**Directions**.
Pull out every line in the entries below that contains the string "flying", and treat uppercase and lowercase as distinct.
*** The records
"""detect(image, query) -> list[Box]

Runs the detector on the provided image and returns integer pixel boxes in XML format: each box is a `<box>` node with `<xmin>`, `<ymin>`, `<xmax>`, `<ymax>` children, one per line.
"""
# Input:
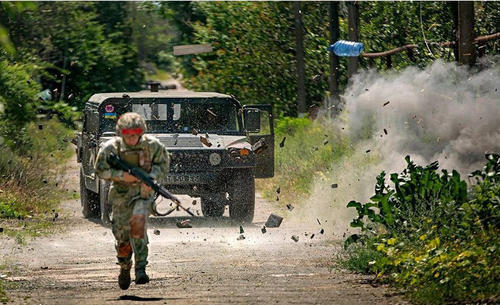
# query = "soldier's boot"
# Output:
<box><xmin>135</xmin><ymin>267</ymin><xmax>149</xmax><ymax>285</ymax></box>
<box><xmin>118</xmin><ymin>264</ymin><xmax>132</xmax><ymax>290</ymax></box>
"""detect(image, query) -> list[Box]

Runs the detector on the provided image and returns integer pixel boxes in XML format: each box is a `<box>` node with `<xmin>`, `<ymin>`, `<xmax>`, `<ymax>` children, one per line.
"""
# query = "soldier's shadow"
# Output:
<box><xmin>118</xmin><ymin>295</ymin><xmax>164</xmax><ymax>302</ymax></box>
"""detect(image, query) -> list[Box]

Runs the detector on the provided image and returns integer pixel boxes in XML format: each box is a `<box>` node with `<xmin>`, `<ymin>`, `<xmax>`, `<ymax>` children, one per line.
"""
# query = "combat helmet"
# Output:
<box><xmin>115</xmin><ymin>112</ymin><xmax>146</xmax><ymax>136</ymax></box>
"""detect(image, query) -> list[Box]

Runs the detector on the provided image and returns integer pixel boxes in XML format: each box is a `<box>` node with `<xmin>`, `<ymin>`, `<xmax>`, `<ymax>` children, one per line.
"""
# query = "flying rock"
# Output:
<box><xmin>265</xmin><ymin>213</ymin><xmax>283</xmax><ymax>228</ymax></box>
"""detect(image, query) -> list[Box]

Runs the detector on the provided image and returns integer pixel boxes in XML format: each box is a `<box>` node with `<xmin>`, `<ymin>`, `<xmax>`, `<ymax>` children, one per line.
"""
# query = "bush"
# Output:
<box><xmin>0</xmin><ymin>120</ymin><xmax>73</xmax><ymax>218</ymax></box>
<box><xmin>345</xmin><ymin>154</ymin><xmax>500</xmax><ymax>304</ymax></box>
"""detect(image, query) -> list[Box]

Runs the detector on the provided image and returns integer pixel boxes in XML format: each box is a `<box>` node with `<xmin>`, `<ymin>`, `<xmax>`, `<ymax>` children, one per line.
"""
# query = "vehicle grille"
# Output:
<box><xmin>169</xmin><ymin>150</ymin><xmax>219</xmax><ymax>173</ymax></box>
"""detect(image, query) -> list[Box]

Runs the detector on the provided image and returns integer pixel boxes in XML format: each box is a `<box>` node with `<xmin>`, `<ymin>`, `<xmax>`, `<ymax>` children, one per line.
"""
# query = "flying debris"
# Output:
<box><xmin>280</xmin><ymin>137</ymin><xmax>286</xmax><ymax>147</ymax></box>
<box><xmin>252</xmin><ymin>138</ymin><xmax>267</xmax><ymax>155</ymax></box>
<box><xmin>265</xmin><ymin>213</ymin><xmax>283</xmax><ymax>228</ymax></box>
<box><xmin>200</xmin><ymin>136</ymin><xmax>212</xmax><ymax>147</ymax></box>
<box><xmin>175</xmin><ymin>219</ymin><xmax>193</xmax><ymax>229</ymax></box>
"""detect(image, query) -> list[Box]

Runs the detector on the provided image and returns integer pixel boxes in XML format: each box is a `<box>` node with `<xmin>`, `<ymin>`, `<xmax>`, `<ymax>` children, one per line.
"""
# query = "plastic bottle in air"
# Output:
<box><xmin>328</xmin><ymin>40</ymin><xmax>363</xmax><ymax>56</ymax></box>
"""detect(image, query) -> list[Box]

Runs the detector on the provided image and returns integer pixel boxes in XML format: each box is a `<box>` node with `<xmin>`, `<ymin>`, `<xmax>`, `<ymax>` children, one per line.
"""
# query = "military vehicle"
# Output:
<box><xmin>76</xmin><ymin>86</ymin><xmax>274</xmax><ymax>224</ymax></box>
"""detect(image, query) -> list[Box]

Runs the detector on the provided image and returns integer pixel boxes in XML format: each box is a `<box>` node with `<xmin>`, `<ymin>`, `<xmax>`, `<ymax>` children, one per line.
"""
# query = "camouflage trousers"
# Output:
<box><xmin>108</xmin><ymin>185</ymin><xmax>154</xmax><ymax>269</ymax></box>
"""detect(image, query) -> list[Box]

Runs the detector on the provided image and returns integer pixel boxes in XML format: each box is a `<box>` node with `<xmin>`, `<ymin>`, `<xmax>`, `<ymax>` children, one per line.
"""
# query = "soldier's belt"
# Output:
<box><xmin>114</xmin><ymin>181</ymin><xmax>142</xmax><ymax>187</ymax></box>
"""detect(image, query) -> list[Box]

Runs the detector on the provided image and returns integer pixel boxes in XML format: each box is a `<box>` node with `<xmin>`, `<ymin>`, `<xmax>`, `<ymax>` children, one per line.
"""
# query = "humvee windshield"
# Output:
<box><xmin>100</xmin><ymin>98</ymin><xmax>244</xmax><ymax>134</ymax></box>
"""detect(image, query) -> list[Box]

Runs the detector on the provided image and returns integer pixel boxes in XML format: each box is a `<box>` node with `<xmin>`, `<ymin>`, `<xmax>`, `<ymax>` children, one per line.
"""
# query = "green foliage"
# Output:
<box><xmin>0</xmin><ymin>2</ymin><xmax>144</xmax><ymax>109</ymax></box>
<box><xmin>345</xmin><ymin>154</ymin><xmax>500</xmax><ymax>304</ymax></box>
<box><xmin>0</xmin><ymin>59</ymin><xmax>40</xmax><ymax>128</ymax></box>
<box><xmin>257</xmin><ymin>117</ymin><xmax>351</xmax><ymax>201</ymax></box>
<box><xmin>170</xmin><ymin>2</ymin><xmax>338</xmax><ymax>115</ymax></box>
<box><xmin>169</xmin><ymin>1</ymin><xmax>500</xmax><ymax>116</ymax></box>
<box><xmin>0</xmin><ymin>120</ymin><xmax>73</xmax><ymax>218</ymax></box>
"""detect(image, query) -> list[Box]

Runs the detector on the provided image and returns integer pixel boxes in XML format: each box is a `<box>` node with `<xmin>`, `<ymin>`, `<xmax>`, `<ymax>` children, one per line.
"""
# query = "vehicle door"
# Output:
<box><xmin>243</xmin><ymin>104</ymin><xmax>274</xmax><ymax>178</ymax></box>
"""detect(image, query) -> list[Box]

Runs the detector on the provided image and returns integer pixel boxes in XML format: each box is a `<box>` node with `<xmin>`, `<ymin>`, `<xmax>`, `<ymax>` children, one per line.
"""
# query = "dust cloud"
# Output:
<box><xmin>295</xmin><ymin>56</ymin><xmax>500</xmax><ymax>234</ymax></box>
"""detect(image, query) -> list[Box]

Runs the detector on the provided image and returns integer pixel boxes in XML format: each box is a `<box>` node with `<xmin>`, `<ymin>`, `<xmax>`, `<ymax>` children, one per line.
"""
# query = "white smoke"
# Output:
<box><xmin>297</xmin><ymin>57</ymin><xmax>500</xmax><ymax>234</ymax></box>
<box><xmin>344</xmin><ymin>61</ymin><xmax>500</xmax><ymax>175</ymax></box>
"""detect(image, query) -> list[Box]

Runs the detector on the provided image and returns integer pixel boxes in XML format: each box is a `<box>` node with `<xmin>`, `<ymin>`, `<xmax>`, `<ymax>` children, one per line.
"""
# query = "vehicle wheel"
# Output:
<box><xmin>229</xmin><ymin>169</ymin><xmax>255</xmax><ymax>223</ymax></box>
<box><xmin>80</xmin><ymin>168</ymin><xmax>99</xmax><ymax>218</ymax></box>
<box><xmin>99</xmin><ymin>180</ymin><xmax>113</xmax><ymax>226</ymax></box>
<box><xmin>201</xmin><ymin>196</ymin><xmax>226</xmax><ymax>217</ymax></box>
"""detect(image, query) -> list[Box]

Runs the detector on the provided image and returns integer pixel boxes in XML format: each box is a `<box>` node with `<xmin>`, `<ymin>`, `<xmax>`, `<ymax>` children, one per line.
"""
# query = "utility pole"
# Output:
<box><xmin>347</xmin><ymin>1</ymin><xmax>359</xmax><ymax>78</ymax></box>
<box><xmin>327</xmin><ymin>1</ymin><xmax>340</xmax><ymax>114</ymax></box>
<box><xmin>457</xmin><ymin>1</ymin><xmax>476</xmax><ymax>66</ymax></box>
<box><xmin>293</xmin><ymin>1</ymin><xmax>306</xmax><ymax>117</ymax></box>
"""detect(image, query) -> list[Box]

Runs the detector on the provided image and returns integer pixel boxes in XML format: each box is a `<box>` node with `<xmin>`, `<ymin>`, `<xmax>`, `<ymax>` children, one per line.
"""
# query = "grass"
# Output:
<box><xmin>256</xmin><ymin>117</ymin><xmax>351</xmax><ymax>205</ymax></box>
<box><xmin>342</xmin><ymin>154</ymin><xmax>500</xmax><ymax>304</ymax></box>
<box><xmin>0</xmin><ymin>120</ymin><xmax>75</xmax><ymax>244</ymax></box>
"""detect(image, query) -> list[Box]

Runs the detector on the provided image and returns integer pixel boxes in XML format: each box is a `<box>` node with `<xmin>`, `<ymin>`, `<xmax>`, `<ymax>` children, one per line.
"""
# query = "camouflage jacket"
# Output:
<box><xmin>94</xmin><ymin>135</ymin><xmax>170</xmax><ymax>180</ymax></box>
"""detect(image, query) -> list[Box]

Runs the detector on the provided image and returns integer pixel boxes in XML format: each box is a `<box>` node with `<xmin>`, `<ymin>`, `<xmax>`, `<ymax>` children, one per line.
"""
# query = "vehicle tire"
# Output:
<box><xmin>99</xmin><ymin>180</ymin><xmax>113</xmax><ymax>226</ymax></box>
<box><xmin>80</xmin><ymin>167</ymin><xmax>99</xmax><ymax>218</ymax></box>
<box><xmin>229</xmin><ymin>169</ymin><xmax>255</xmax><ymax>223</ymax></box>
<box><xmin>200</xmin><ymin>196</ymin><xmax>226</xmax><ymax>217</ymax></box>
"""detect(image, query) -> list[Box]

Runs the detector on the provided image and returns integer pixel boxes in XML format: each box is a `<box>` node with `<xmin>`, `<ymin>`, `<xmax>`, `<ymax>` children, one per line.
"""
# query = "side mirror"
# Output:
<box><xmin>243</xmin><ymin>108</ymin><xmax>260</xmax><ymax>132</ymax></box>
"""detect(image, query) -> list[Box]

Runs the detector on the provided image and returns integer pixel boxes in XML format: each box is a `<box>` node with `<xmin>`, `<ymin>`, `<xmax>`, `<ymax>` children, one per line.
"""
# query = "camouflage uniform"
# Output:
<box><xmin>95</xmin><ymin>111</ymin><xmax>169</xmax><ymax>284</ymax></box>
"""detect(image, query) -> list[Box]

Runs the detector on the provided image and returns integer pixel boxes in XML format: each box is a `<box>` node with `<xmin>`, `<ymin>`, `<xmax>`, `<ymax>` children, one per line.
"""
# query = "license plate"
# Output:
<box><xmin>164</xmin><ymin>175</ymin><xmax>201</xmax><ymax>184</ymax></box>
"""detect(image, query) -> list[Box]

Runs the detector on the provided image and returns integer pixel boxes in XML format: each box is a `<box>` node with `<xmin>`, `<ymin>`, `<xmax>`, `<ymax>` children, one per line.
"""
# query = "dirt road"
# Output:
<box><xmin>0</xmin><ymin>157</ymin><xmax>404</xmax><ymax>305</ymax></box>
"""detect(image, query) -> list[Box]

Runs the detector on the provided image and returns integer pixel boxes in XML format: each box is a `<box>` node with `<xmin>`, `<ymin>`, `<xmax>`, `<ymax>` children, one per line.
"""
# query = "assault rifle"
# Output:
<box><xmin>108</xmin><ymin>154</ymin><xmax>194</xmax><ymax>216</ymax></box>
******
**Answer to this problem**.
# query = "flying rock"
# query = "flying debris"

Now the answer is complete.